** Exercise requirements **
#1 Translate this sentence from the bankruptcy ruling passage below into Spanish: "The Debtor made preliminary plan payments of $843.00 to Class 1 and $585.20 to Class 4."
#2 Write the next part of the bankruptcy ruling passage below, picking up after its last sentence.

** Exercise passage **
In an issue of first impression for the jurisdiction, the Bankruptcy Court for the Northern District of Illinois has ruled that a subchapter V debtor “substantially consummated” its plan by paying less than $1,500 in distributions to creditors and, as a result, could no longer modify the plan. In re National Tractor Parts, Inc., Case No. 20-20833 (DDC) (N.D. Ill. June 6, 2022).
Subchapter V Case Background
The Debtor, a seller of heavy equipment and diesel engine parts, confirmed a consensual plan of reorganization under subchapter v of chapter 11, with five classes of creditors entitled to receive distributions. The Debtor made preliminary plan payments of $843.00 to Class 1 and $585.20 to Class 4. The Debtor did not make any payments to other creditors, including the Class 5 unsecured claim of Small Business Administration (“SBA”) slated to receive a 5% distribution under the plan. After confirmation, the Debtor discovered it could be eligible for an increased COVID-19 Economic Injury Disaster Loan from the SBA if it repaid its prepetition SBA loan on its original terms. The Debtor filed a motion to modify the plan by reclassifying SBA’s claim under a new Class 7 in order to qualify for the new SBA loan. Only the U.S. Trustee objected.
Bankruptcy Court Decision
The Court found the Plan had been “substantially consummated” pursuant to section 1101(2) of the Bankruptcy Code and could no longer be modified. Section 1193(b) of the Bankruptcy Code only permits modification of a confirmed consensual plan before “substantial consummation”, which Section 1101(2) defines as “(A) transfer of all or substantially all of the property proposed by the plan to be transferred; (B) assumption by the debtor […] under the plan of the business or of the management of all or substantially all of the property dealt with by the plan; and (C) commencement of distribution under the plan.”

** Supplied entries **
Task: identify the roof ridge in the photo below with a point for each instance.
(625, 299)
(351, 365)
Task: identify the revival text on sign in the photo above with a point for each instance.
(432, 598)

** Exercise responses **
#1 El Deudor realizó pagos preliminares del plan de $843.00 a la Clase 1 y de $585.20 a la Clase 4.

#2
The Debtor, relying on In re Dean Hardwoods, Inc., 431 B.R. 387 (Bankr. E.D.N.C. 2010), argued that subsection (C) required commencement of distribution to all or substantially all creditors, and thus was not satisfied. The Illinois Bankruptcy Court disagreed, diverging from Dean Hardwoods, and holding that the word “substantial” in the statute modified “consummation,” but not “distribution,” and did not require substantial distribution. Thus, while the text of sections 1101(2)(A) and (B) includes the numerosity language “all or substantially all,” the Court concluded that section 1101(2)(C) did not require distribution to all creditors or classes before the Plan’s terms may become locked in place.
The National Tractor Parts holding establishes that substantial consummation (even if distributions are “de minimis”) locks in a consensual plan and prevents post-confirmation plan modification by subchapter V debtors. But this holding does not extend to non-consensual plans (i.e., a “cram-down” plan that is confirmed over the objections of non-consenting creditor classes) and debtors retain flexibility to modify a non-consensual plan at any time during the debtor’s three-to-five-year payment plan, which usually will only occur if the debtor’s projections prove to be overly optimistic.
The challenge for creditors when evaluating a debtor’s plan is that they will not have the benefit of knowing whether the plan is consensual or non-consensual until after ballots have been tabulated. Understanding the risk of whether a plan can be modified is therefore difficult to predict.
As a result, when voting on the plan, creditors should assume that the plan is subject to debtor modification:
- a) at any time during the payment plan period if plan confirmation is non-consensual; and
- b) if the plan is consensual, prior to Section 1102 “substantial consummation,” which, depending on the jurisdiction of the case, could also mean prior to any
distributions being made by the debtor.
In a jurisdiction following National Tractor, debtors will need to cut their deals with creditors before making even a de minimis distribution under a consensual plan.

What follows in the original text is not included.